Thank you Sudheer. This is really helpful. That at least gives some
justification for the current behavior: try to communicate the lifetime of
the object to something in the future so the upstream clients or proxies
don't think they need to revalidate their cached objects. It is
insufficient, unfortunately, since the mechanism doesn't remove any max-age
directives which would override the Expires header. Take for example these
following responses, the first being what the origin Proxy Verifier replied
with and with which the cache was populated:

 [0]: Wrote 134 bytes in an HTTP/1 response to request with key 1 with
response status 200:
- "content-length": "32"
- "cache-control": "max-age=2"
- "date": "Thu, 25 Mar 2021 19:02:17 GMT"

Note the Date is for yesterday. It is thus immediately stale since the
max-age is for 2 seconds.

This second is the response received by the client for this same object and
was served out of ATS's cache. Proxy Verifier was configured to reply with
a 503, thus ATS served this stale resource out of cache because of negative
revalidating since max_stale_age is 7 days (the default value), so ATS
thinks it's fresh enough:

   [0]: Received an HTTP/1 200 response for key 2 with headers:
- "content-length": "32"
- "cache-control": "max-age=2"
- "date": "Thu, 25 Mar 2021 19:02:17 GMT"
- "Expires": "Fri, 26 Mar 2021 19:44:34 GMT"
- "Connection": "keep-alive"
- "Server": "ATS/10.0.0"

You see the problem: the Expires is set to 30 minutes in the future (the
default value of negative_revalidating_lifetime). But the Date: header is
yesterday and the max-age directive is still present and says 2 seconds.
Since the RFC specifies preference of max-age directives over the Expires
header, upstream caches will still consider this stale. s-maxage would have
this problem as well. An Age header field can also be problematic for
different reasons.

--- Rows ---
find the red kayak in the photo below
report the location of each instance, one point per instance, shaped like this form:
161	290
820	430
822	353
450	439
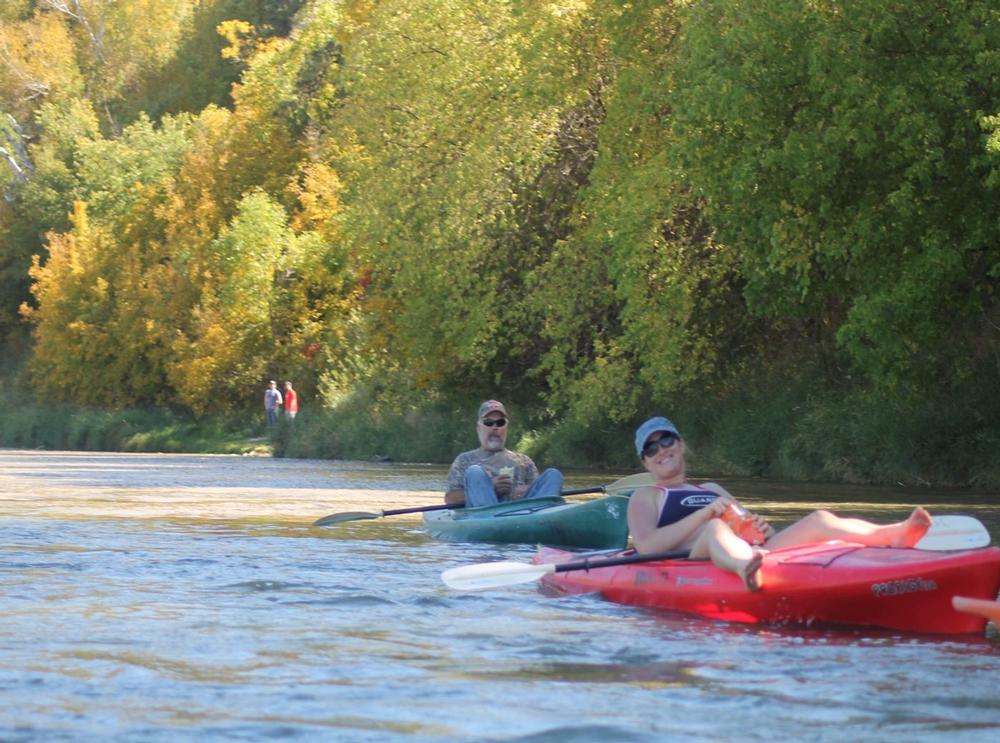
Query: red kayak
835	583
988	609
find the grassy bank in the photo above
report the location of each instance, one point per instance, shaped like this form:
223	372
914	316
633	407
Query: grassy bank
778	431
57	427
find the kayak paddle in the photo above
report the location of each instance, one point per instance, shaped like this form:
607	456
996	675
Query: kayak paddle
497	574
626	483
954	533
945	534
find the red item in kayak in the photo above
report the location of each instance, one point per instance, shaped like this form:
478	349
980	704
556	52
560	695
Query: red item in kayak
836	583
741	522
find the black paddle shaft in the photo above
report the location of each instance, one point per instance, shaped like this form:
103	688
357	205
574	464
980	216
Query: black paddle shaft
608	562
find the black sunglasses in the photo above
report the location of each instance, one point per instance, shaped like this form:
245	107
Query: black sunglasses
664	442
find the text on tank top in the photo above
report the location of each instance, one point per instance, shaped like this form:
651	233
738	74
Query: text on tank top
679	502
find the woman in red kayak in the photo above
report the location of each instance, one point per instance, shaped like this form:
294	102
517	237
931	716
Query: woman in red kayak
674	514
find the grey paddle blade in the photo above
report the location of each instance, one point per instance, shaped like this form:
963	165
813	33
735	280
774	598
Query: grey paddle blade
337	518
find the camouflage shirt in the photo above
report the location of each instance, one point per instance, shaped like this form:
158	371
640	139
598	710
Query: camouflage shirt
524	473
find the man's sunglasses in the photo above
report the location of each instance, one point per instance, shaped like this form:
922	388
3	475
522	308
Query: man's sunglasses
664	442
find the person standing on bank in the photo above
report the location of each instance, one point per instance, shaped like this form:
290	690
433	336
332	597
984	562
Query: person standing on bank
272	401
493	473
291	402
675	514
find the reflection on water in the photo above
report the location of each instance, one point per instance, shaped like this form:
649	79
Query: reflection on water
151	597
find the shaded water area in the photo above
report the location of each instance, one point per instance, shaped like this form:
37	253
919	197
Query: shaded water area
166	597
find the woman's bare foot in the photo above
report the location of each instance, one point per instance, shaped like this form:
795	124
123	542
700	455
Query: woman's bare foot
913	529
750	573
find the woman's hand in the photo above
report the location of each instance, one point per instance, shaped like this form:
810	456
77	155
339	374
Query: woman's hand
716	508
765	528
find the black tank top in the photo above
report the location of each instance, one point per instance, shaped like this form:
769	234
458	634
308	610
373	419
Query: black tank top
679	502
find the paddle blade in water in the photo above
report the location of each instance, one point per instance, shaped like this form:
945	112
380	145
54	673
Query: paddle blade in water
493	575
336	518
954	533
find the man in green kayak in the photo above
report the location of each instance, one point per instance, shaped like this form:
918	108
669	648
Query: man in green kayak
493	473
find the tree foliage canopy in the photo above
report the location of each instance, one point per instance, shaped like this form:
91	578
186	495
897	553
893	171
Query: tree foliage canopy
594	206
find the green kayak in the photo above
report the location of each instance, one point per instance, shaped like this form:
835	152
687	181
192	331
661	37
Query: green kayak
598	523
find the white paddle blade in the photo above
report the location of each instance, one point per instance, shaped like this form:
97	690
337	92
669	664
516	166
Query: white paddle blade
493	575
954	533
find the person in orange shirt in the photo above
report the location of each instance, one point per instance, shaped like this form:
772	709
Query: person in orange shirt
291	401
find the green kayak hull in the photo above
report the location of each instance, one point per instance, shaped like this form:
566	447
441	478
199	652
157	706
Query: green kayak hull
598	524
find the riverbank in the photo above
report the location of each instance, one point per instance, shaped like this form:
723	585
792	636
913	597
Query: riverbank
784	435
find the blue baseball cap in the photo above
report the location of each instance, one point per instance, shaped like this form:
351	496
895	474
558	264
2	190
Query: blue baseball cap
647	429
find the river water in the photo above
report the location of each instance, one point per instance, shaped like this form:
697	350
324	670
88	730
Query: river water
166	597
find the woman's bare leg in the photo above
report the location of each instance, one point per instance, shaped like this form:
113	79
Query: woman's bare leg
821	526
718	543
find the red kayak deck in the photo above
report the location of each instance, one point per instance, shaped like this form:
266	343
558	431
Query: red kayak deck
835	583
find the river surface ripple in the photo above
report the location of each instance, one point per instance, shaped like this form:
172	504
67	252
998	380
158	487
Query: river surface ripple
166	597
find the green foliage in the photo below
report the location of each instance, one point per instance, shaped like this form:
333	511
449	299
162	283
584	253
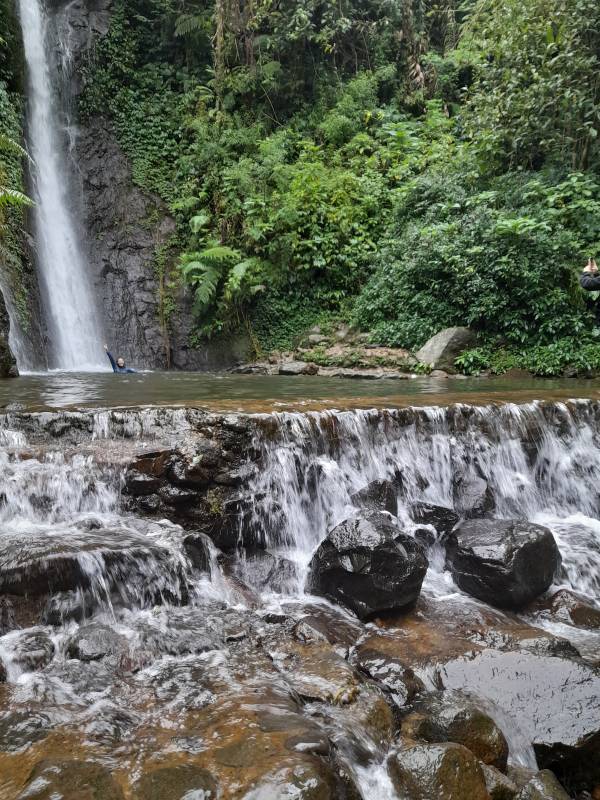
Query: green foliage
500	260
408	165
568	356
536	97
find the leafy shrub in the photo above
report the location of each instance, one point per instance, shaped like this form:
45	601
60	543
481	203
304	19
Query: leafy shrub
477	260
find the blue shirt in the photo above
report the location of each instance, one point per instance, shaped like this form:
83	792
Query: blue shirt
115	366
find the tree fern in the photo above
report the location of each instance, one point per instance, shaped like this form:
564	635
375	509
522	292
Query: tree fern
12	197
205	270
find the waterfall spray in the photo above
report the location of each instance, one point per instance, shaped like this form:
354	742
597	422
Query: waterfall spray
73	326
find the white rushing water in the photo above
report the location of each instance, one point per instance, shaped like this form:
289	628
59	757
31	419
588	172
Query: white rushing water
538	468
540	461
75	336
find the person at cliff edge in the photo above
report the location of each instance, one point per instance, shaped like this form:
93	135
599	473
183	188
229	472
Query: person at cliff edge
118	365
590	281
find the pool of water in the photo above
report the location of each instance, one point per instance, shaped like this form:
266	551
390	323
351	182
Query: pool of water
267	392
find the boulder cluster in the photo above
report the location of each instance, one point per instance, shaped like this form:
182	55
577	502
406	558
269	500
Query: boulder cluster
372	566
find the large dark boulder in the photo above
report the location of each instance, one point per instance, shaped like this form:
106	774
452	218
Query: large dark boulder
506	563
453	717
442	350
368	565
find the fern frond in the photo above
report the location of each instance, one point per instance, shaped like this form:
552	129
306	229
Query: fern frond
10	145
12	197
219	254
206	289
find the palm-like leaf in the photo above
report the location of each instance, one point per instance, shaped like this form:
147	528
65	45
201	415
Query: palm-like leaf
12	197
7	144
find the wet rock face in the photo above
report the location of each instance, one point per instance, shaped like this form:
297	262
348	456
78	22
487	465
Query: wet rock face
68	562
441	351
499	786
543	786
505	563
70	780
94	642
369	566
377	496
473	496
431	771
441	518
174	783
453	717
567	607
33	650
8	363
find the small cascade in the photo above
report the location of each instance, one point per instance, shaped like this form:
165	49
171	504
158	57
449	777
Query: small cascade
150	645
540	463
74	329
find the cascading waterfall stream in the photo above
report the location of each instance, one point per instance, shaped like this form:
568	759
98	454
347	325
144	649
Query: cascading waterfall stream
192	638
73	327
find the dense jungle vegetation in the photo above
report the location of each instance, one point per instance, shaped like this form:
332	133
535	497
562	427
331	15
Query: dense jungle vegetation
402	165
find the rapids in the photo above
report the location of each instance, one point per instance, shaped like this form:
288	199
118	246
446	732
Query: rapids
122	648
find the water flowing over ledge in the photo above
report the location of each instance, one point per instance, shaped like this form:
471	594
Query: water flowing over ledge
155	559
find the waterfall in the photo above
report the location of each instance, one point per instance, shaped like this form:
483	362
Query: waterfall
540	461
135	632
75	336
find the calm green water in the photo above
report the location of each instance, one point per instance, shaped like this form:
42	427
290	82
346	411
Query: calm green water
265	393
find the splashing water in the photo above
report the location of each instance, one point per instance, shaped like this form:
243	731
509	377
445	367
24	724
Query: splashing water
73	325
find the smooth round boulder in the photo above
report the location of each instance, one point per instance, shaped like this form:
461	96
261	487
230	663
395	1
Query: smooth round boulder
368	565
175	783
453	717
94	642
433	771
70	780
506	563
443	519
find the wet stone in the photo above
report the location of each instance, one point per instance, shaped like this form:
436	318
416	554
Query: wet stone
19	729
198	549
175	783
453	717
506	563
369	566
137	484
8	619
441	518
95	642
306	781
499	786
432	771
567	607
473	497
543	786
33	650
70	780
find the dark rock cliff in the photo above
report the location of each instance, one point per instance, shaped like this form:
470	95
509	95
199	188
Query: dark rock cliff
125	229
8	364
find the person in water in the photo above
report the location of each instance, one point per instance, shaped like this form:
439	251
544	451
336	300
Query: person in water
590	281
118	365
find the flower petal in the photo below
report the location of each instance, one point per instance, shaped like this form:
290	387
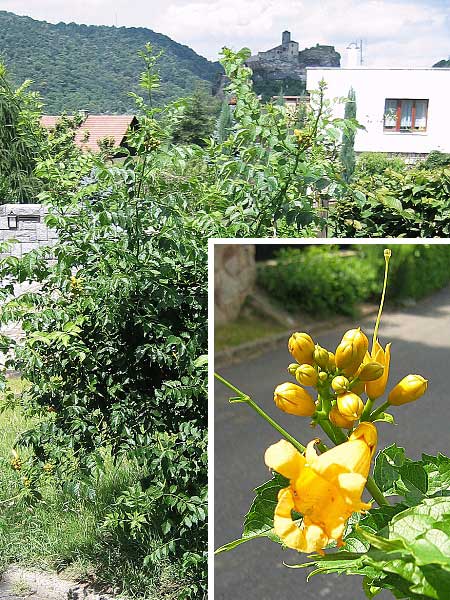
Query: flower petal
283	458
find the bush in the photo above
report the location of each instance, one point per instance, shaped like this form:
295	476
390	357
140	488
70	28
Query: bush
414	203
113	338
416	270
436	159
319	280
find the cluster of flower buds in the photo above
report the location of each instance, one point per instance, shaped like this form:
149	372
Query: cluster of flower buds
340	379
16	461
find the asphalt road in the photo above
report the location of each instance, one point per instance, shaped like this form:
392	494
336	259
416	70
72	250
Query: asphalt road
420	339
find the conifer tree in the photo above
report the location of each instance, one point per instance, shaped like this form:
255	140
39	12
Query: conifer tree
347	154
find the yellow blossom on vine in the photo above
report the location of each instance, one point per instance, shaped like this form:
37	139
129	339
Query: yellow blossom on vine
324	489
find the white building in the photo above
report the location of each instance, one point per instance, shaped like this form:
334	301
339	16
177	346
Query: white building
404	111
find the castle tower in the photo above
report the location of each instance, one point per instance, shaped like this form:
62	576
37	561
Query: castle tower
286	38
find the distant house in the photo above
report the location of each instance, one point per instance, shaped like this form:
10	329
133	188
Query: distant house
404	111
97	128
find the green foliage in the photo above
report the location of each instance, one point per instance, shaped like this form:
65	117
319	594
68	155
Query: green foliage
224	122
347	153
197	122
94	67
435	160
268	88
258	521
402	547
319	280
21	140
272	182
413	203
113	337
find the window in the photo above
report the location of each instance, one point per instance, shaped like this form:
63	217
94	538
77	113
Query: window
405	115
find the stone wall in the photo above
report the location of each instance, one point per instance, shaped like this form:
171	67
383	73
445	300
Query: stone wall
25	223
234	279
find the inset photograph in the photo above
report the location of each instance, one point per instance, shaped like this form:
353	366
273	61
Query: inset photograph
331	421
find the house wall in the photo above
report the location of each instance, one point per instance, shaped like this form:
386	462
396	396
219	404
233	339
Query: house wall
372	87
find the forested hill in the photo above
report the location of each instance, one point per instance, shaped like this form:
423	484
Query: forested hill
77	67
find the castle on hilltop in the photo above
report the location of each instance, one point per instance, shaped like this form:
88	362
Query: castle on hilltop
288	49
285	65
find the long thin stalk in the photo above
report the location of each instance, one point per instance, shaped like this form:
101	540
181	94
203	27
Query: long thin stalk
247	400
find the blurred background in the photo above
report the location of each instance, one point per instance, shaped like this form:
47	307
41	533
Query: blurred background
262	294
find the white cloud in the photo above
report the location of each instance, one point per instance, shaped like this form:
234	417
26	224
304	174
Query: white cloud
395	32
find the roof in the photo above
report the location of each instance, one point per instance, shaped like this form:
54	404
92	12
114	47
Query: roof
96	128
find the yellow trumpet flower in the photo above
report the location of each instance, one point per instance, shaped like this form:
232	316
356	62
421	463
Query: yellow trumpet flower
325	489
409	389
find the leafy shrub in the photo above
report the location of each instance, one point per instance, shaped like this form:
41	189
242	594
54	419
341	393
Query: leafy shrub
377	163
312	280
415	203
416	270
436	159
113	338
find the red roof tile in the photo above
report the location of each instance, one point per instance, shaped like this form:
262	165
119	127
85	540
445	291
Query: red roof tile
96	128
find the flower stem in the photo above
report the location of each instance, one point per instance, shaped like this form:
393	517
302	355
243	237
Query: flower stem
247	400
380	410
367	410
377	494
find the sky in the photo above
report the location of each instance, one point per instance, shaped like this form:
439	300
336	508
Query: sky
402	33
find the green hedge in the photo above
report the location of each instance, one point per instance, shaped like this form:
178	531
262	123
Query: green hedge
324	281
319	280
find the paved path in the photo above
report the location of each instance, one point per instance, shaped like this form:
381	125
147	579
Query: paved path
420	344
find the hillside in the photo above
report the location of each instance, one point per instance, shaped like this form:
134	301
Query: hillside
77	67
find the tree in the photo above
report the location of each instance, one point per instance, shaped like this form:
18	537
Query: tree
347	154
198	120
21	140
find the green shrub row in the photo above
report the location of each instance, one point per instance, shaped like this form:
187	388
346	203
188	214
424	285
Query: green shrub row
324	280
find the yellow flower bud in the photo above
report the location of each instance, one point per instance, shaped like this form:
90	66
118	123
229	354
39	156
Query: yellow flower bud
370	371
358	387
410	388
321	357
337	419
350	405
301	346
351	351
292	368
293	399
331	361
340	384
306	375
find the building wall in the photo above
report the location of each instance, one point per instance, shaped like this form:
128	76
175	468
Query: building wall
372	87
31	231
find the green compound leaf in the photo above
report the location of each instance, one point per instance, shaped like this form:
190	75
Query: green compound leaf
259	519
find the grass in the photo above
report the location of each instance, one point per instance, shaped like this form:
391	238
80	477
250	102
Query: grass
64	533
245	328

--- Set tasks ---
a – Check each statement against the ATS cache message. For each one, answer yes or no and quote the words from the message that decide it.
(i) The response the cache was populated with was stale right away because its max-age was 2 seconds.
(ii) Proxy Verifier was configured to reply with a 404.
(iii) The RFC gives the Expires header preference over max-age directives.
b – According to the ATS cache message, what is the default value of max_stale_age?
c – Proceed with the ATS cache message, picking up after its final sentence.

--- The results ---
a –
(i) Yes: "It is thus immediately stale since the max-age is for 2 seconds."
(ii) No: "Proxy Verifier was configured to reply with a 503"
(iii) No: "Since the RFC specifies preference of max-age directives over the Expires header"

b – 7 days.

c –
I say this only to clarify in more detail the limitations of what is
currently done with the Expires header. None of this invalidates your
observations. I'm more comfortable with and prefer option 1 now: simply
document the current behavior. We can at least explain its rationale while
acknowledging briefly its limitations. It has been like this for years and
no one has expressed problems it has caused. I'll put up a documentation PR.

Thanks again for your thoughts.

Brian


On Thu, Mar 25, 2021 at 11:27 AM Sudheer Vinukonda
<sudheervinuko...@yahoo.com.invalid> wrote:

>  Hi Brian,
> Thank you for the detailed and excellent write up on the current behavior!
> Just to play a bit of devil's advocate, I'm wondering whether the
> `negative_revalidating_lifetime` is being interpreted incorrectly. I do
> admit it's confusing given the name and the documentation (which can both
> clearly use some improvement), but, one potential interpretation of the
> current behavior could be:
> Use `negative_revalidating_lifetime` as a delta extension to the object's
> life following a request that resulted in a Origin error (connection or
> 5xx). IOW, when configured, this timeout is used to not ping the Origin
> again and assume the object is fresh in cache for that duration. Arguably,
> this may be a way to minimize the load on the Origin that may be
> potentially experiencing systemic issues.
> The reason to still cap the overall object's life to
> `proxy.config.http.cache.max_stale_age` also seems like a
> reasonable/desirable behavior to me. This is a catchall upper bound on how
> long one would consider the object in their cache is still valid beyond
> which it is not usable anymore - meaning, at that point returning an error
> to the client is better than serving that stale copy and causing other side
> effects.
> Tldr; I think if we adjusted the documentation to explain this somehow,
> then the current behavior doesn't sound all that embarrassing to me.
> PS: Just to be clear, I'm not saying we should not change the current
> behavior in favor of a better alternative, but only trying to
> speculate/explain the possible reasoning behind the behavior.
> Thanks.
> Sudheer
>     On Wednesday, March 24, 2021, 02:13:42 PM PDT, Brian Neradt <
> brian.ner...@gmail.com> wrote:
>
>  dev@trafficserver.apache.org:
>
> Context
> This design review concerns
> proxy.config.http.negative_revalidating_lifetime
> <
> https://docs.trafficserver.apache.org/en/latest/admin-guide/files/records.config.en.html#proxy-config-http-negative-revalidating-lifetime
> >
> and
> is the result of investigating the feature for the following issue:
>
> https://github.com/apache/trafficserver/issues/7425
>
> Feature Overview
> The ATS negative revalidation feature implements the option to serve stale
> cached responses in the circumstance that the server is not reachable for
> revalidation. This can happen due to connectivity issues against the
> origin or the origin's service being down resulting in 5xx responses.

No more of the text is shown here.